Task prompt: According to the book review, how long do the Gladers have to cross the Scorch and reach a safe haven?

Given text:
Monday 12 October 2015

The Scorch Trials - James Dashner ( The Maze Runner #2)

Publisher: Chicken House
Published: 2013 ( first published January 2011)
Pages:

Blurb:

Solving the Maze was supposed to be the end. No more puzzles. No more variables. And no more running. Thomas was sure that escape meant he and the Gladers would get their lives back. But no one really knew what sort of life they were going back to.

In the Maze, life was easy. They had food, and shelter, and safety... until Teresa triggered the end. In the world outside the Maze, however, the end was triggered long ago.

Burned by sun flares and baked by a new, brutal climate, the earth is a wasteland. Government has disintegrated—and with it, order—and now Cranks, people covered in festering wounds and driven to murderous insanity by the infectious disease known as the Flare, roam the crumbling cities hunting for their next victim... and meal.

The Gladers are far from finished with running. Instead of freedom, they find themselves faced with another trial. They must cross the Scorch, the most burned-out section of the world, and arrive at a safe haven in two weeks. And WICKED has made sure to adjust the variables and stack the odds against them.

Thomas can only wonder—does he hold the secret of freedom somewhere in his mind? Or will he forever be at the mercy of WICKED?

Review:

I read The Scorch Trials a full year after The Maze Runner in anticipation of the new film, and I couldn’t really remember where we left off, but I did remember being mildly impressed by the madcap plot Dashner had written. It turns out that I actually preferred The Scorch Trials to The Maze Runner, for various reasons that I’ll go into in a bit.


The Scorch Trials begins as we rejoin Thomas and the other gladers in some sort of holding facility after being rescued from the maze, and to be honest, it just gets weirder from then on in. The plot is actually mental, like, it’s completely ridiculous and I was surprised by how little that bothered me. If you thought the circumstance of the Hunger Games were farfetched , then this will probably be a little much for you. The whole plot is wrapped up in dubious science and horrendously unlikely circumstance, so if you can’t suspend your disbelief, you probably won’t enjoy this book. I’m not going to go into the plot because I feel it’s the most important part of the book and I don’t want to spoil it for you. The storyline is absolutely gripping, and I didn’t want to put it down at all. Unlike in the first book, Dashner manages to keep up a good pace and no part of this book drags.

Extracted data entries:

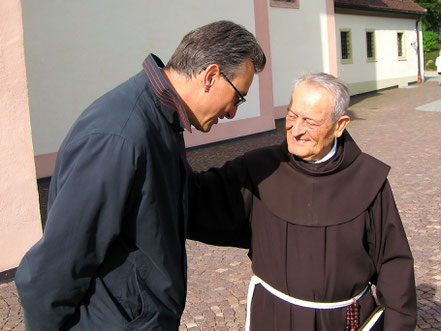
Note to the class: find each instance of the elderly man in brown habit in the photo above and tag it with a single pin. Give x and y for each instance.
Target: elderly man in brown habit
(319, 218)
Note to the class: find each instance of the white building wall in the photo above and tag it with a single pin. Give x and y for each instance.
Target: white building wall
(299, 43)
(388, 70)
(78, 50)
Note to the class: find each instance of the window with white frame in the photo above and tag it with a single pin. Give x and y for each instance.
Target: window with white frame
(370, 46)
(285, 3)
(401, 48)
(346, 46)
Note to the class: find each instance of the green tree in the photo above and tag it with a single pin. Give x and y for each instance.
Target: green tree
(431, 21)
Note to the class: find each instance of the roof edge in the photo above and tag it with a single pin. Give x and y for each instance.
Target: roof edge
(378, 9)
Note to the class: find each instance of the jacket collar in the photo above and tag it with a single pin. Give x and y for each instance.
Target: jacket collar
(167, 96)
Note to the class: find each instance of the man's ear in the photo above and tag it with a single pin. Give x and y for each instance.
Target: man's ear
(341, 124)
(211, 73)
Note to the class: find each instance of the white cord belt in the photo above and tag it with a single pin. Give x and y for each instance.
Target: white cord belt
(302, 303)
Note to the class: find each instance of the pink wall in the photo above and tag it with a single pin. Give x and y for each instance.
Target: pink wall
(19, 208)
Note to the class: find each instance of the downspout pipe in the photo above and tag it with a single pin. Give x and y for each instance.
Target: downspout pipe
(418, 48)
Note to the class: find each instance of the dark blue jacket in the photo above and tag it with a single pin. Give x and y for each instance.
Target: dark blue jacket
(113, 252)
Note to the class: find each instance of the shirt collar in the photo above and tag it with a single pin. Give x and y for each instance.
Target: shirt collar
(166, 95)
(329, 155)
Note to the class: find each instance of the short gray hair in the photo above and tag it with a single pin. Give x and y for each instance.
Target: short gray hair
(334, 85)
(224, 43)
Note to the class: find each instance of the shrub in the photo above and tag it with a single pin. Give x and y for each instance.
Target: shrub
(430, 39)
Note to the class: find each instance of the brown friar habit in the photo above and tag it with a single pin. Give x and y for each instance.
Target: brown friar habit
(320, 232)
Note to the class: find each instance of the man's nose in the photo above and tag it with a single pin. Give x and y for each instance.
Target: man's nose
(298, 127)
(231, 113)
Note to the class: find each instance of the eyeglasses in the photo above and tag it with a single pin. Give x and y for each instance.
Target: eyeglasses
(240, 97)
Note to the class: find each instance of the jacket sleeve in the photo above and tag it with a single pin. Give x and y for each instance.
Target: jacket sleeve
(92, 180)
(219, 205)
(396, 281)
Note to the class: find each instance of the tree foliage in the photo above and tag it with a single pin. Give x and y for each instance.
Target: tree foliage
(431, 21)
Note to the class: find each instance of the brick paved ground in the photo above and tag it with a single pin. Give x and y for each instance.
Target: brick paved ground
(386, 125)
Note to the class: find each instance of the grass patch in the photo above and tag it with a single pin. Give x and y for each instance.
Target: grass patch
(430, 57)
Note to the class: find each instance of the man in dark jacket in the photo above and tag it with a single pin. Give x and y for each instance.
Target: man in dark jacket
(112, 256)
(323, 219)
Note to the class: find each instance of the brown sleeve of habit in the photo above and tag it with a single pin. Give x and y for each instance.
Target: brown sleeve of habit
(394, 262)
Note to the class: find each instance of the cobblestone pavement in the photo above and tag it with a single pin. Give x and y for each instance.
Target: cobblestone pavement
(386, 125)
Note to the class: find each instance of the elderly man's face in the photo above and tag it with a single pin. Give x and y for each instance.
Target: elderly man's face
(310, 131)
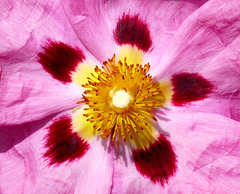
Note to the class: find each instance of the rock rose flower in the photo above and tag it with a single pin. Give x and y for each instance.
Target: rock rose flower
(120, 96)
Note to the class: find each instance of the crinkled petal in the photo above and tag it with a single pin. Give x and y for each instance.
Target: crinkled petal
(30, 94)
(94, 18)
(207, 43)
(208, 152)
(22, 162)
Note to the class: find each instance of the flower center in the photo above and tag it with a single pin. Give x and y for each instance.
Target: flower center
(121, 100)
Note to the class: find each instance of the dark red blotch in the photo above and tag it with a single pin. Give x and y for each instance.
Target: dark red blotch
(62, 144)
(188, 87)
(60, 60)
(158, 162)
(132, 30)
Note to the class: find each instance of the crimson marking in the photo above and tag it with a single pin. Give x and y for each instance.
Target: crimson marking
(158, 162)
(132, 30)
(189, 87)
(62, 144)
(60, 60)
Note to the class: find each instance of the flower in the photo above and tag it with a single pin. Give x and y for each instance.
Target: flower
(193, 46)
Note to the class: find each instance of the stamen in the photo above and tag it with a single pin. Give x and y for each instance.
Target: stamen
(121, 99)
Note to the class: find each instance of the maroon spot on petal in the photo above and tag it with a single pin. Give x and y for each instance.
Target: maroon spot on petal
(132, 30)
(188, 87)
(60, 60)
(62, 144)
(158, 162)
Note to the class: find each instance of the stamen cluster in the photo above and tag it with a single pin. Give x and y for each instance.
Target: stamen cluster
(133, 123)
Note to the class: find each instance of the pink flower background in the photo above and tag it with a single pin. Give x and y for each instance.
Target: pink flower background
(187, 35)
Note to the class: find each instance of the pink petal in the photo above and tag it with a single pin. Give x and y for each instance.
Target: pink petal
(28, 93)
(22, 162)
(31, 94)
(208, 150)
(132, 30)
(98, 20)
(207, 43)
(60, 60)
(62, 143)
(189, 87)
(158, 162)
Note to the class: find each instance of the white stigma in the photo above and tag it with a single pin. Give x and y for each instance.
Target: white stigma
(121, 99)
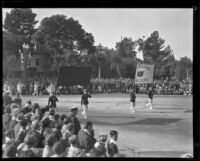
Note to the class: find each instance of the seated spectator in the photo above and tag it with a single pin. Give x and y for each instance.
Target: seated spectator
(112, 144)
(26, 150)
(85, 137)
(6, 118)
(18, 100)
(58, 150)
(99, 151)
(10, 151)
(102, 138)
(49, 142)
(73, 150)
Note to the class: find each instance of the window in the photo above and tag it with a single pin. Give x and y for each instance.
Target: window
(37, 62)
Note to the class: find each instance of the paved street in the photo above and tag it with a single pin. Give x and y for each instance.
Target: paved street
(165, 131)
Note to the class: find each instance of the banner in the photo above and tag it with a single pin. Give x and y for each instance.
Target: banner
(144, 73)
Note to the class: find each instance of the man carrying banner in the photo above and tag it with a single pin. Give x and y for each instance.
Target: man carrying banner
(144, 74)
(150, 95)
(132, 100)
(84, 102)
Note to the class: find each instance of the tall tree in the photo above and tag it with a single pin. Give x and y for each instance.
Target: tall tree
(155, 52)
(65, 39)
(124, 59)
(21, 23)
(184, 68)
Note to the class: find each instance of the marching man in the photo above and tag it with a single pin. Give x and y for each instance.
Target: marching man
(84, 102)
(19, 88)
(150, 95)
(51, 89)
(132, 100)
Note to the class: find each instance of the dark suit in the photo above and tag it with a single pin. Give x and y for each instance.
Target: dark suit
(7, 100)
(6, 121)
(112, 149)
(73, 119)
(85, 140)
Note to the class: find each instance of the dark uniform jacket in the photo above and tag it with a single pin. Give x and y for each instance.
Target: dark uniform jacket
(84, 99)
(132, 97)
(73, 119)
(112, 149)
(85, 140)
(6, 121)
(150, 94)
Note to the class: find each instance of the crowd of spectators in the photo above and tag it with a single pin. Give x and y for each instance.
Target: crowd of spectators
(118, 85)
(34, 131)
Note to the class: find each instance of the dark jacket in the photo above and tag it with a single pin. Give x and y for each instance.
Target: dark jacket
(112, 149)
(84, 99)
(150, 94)
(6, 121)
(85, 140)
(132, 97)
(73, 119)
(7, 100)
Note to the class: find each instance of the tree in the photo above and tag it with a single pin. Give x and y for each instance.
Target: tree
(124, 59)
(155, 52)
(65, 39)
(21, 23)
(183, 68)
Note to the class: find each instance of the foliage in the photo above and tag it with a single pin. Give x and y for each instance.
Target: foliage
(65, 39)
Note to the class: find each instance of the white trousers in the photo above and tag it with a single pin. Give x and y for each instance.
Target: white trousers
(132, 106)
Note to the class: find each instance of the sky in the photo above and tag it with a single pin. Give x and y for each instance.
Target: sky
(108, 26)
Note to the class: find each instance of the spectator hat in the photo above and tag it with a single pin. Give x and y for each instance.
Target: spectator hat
(10, 151)
(35, 117)
(73, 139)
(20, 117)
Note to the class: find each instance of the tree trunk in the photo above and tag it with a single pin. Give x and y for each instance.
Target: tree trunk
(99, 73)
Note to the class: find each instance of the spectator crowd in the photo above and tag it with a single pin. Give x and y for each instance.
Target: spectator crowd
(119, 85)
(34, 131)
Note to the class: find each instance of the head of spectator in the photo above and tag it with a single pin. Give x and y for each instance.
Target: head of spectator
(45, 123)
(74, 110)
(30, 141)
(114, 135)
(88, 126)
(10, 151)
(35, 125)
(102, 138)
(50, 140)
(20, 117)
(58, 149)
(62, 117)
(35, 106)
(73, 140)
(99, 151)
(57, 117)
(8, 110)
(35, 117)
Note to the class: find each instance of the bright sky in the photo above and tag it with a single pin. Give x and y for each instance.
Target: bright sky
(109, 25)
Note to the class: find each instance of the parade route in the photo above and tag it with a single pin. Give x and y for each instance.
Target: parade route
(164, 131)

Result of the task: Two weeks.